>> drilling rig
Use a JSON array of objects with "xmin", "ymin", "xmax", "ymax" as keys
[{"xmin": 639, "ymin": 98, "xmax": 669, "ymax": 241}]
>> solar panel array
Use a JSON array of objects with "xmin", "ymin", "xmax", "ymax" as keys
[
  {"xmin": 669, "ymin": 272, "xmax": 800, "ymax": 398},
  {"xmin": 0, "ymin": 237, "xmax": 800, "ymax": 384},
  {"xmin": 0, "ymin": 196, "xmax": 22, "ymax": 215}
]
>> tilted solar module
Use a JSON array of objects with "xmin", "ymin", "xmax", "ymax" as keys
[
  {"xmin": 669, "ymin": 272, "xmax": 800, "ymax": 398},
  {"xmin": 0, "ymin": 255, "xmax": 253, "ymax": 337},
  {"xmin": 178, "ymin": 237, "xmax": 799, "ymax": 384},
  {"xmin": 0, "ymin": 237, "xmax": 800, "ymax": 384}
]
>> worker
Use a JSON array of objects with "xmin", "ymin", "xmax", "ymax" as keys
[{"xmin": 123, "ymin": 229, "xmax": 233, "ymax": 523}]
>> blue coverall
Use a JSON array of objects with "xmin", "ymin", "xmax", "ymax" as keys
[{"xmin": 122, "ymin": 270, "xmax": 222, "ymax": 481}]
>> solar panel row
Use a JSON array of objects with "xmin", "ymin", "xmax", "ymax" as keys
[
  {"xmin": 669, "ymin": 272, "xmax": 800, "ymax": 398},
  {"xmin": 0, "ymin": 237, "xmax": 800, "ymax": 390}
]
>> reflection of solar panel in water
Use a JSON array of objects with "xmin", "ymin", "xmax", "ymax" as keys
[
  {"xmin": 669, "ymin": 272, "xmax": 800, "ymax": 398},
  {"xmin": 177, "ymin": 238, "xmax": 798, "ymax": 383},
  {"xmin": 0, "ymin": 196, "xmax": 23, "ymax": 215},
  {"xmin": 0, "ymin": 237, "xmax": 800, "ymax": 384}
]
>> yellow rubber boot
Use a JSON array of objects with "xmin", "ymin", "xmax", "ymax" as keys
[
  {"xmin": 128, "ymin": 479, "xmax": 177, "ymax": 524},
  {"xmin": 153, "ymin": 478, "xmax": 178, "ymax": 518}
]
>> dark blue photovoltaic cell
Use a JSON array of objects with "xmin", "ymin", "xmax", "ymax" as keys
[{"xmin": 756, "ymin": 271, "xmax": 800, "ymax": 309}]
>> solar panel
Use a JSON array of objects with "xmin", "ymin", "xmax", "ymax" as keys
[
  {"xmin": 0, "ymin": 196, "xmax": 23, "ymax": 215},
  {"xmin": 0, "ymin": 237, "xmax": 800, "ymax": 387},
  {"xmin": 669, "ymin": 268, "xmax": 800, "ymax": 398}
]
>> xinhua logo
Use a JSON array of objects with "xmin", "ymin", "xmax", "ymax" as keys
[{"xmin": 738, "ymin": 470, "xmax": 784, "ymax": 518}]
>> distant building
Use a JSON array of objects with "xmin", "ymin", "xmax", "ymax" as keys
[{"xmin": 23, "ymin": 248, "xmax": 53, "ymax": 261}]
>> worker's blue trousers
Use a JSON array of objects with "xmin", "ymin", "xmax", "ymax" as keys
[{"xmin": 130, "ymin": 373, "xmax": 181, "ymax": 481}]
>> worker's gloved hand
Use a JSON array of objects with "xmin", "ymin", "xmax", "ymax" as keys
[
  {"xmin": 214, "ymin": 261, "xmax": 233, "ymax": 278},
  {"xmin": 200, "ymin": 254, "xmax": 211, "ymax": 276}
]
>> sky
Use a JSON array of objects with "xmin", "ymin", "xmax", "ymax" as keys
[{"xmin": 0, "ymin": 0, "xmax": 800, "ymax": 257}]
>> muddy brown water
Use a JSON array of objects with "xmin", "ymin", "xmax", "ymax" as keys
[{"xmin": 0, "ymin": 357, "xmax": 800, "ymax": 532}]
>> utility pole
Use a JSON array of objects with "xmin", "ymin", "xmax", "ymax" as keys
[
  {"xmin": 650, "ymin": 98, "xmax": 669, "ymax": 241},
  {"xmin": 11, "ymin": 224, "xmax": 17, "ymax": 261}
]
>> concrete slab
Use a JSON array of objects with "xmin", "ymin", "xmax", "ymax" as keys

SET PROBLEM: Return all the entries above line for line, with nothing altered.

COMPLETE OUTPUT:
>> drilling rig
Use a JSON array of objects with "xmin", "ymin", "xmax", "ymax" as keys
[{"xmin": 639, "ymin": 98, "xmax": 669, "ymax": 241}]
>> solar panel array
Use a JSON array of objects with "xmin", "ymin", "xmax", "ymax" as keys
[
  {"xmin": 669, "ymin": 272, "xmax": 800, "ymax": 398},
  {"xmin": 0, "ymin": 237, "xmax": 800, "ymax": 384},
  {"xmin": 0, "ymin": 196, "xmax": 22, "ymax": 215}
]
>> tilted solar module
Use a JSON array of objects with "xmin", "ymin", "xmax", "ymax" as keys
[
  {"xmin": 669, "ymin": 272, "xmax": 800, "ymax": 398},
  {"xmin": 0, "ymin": 255, "xmax": 253, "ymax": 337},
  {"xmin": 178, "ymin": 237, "xmax": 799, "ymax": 384},
  {"xmin": 0, "ymin": 237, "xmax": 800, "ymax": 384}
]
>> worker
Use a JSON array of objects with "xmin", "ymin", "xmax", "ymax" as keys
[{"xmin": 123, "ymin": 229, "xmax": 233, "ymax": 523}]
>> blue coverall
Use a JSON array of objects with "xmin", "ymin", "xmax", "ymax" as keys
[{"xmin": 122, "ymin": 270, "xmax": 222, "ymax": 481}]
>> solar panel row
Use a JSON array of objects with "xmin", "ymin", "xmax", "ymax" as keys
[
  {"xmin": 669, "ymin": 272, "xmax": 800, "ymax": 398},
  {"xmin": 0, "ymin": 237, "xmax": 800, "ymax": 390}
]
>> reflection of solar panel in water
Use a JSON array of objects with "xmin", "ymin", "xmax", "ymax" as keys
[
  {"xmin": 669, "ymin": 272, "xmax": 800, "ymax": 398},
  {"xmin": 177, "ymin": 238, "xmax": 798, "ymax": 383},
  {"xmin": 0, "ymin": 196, "xmax": 23, "ymax": 215},
  {"xmin": 0, "ymin": 237, "xmax": 800, "ymax": 384}
]
>> yellow rubber boot
Use a JSON array of objects with "xmin", "ymin", "xmax", "ymax" as keys
[
  {"xmin": 128, "ymin": 479, "xmax": 177, "ymax": 524},
  {"xmin": 153, "ymin": 478, "xmax": 178, "ymax": 518}
]
>> dark blue photovoltaic cell
Use a JSON array of objects with "xmin", "ymin", "xmax", "ymax" as keys
[{"xmin": 756, "ymin": 271, "xmax": 800, "ymax": 309}]
>> solar panel
Use a JSON array of objects with "xmin", "ymin", "xmax", "ymax" as keys
[
  {"xmin": 0, "ymin": 196, "xmax": 23, "ymax": 215},
  {"xmin": 0, "ymin": 237, "xmax": 800, "ymax": 387},
  {"xmin": 669, "ymin": 268, "xmax": 800, "ymax": 398}
]
>> xinhua logo
Use a JSON array of objects with "xmin", "ymin", "xmax", "ymax" as keys
[{"xmin": 738, "ymin": 470, "xmax": 784, "ymax": 518}]
>> distant building
Use a JSON array of objects with "xmin", "ymin", "xmax", "ymax" as keys
[{"xmin": 23, "ymin": 248, "xmax": 53, "ymax": 261}]
>> worker's blue trousers
Use a JSON array of objects with "xmin", "ymin", "xmax", "ymax" as keys
[{"xmin": 130, "ymin": 373, "xmax": 181, "ymax": 481}]
>> worker's gloved hand
Use a JSON array of objects with "xmin", "ymin", "xmax", "ymax" as keys
[
  {"xmin": 214, "ymin": 261, "xmax": 233, "ymax": 278},
  {"xmin": 200, "ymin": 254, "xmax": 211, "ymax": 276}
]
>> sky
Use a JSON array of objects with "xmin", "ymin", "xmax", "ymax" as keys
[{"xmin": 0, "ymin": 0, "xmax": 800, "ymax": 257}]
>> muddy brown water
Use a JSON array of objects with "xmin", "ymin", "xmax", "ymax" as keys
[{"xmin": 0, "ymin": 357, "xmax": 800, "ymax": 532}]
>> utility pole
Use a JSON array of objects with "xmin", "ymin", "xmax", "ymax" as keys
[
  {"xmin": 650, "ymin": 98, "xmax": 669, "ymax": 241},
  {"xmin": 11, "ymin": 224, "xmax": 17, "ymax": 261}
]
>> concrete slab
Use a JSON array of objects with "xmin", "ymin", "xmax", "ymax" as keys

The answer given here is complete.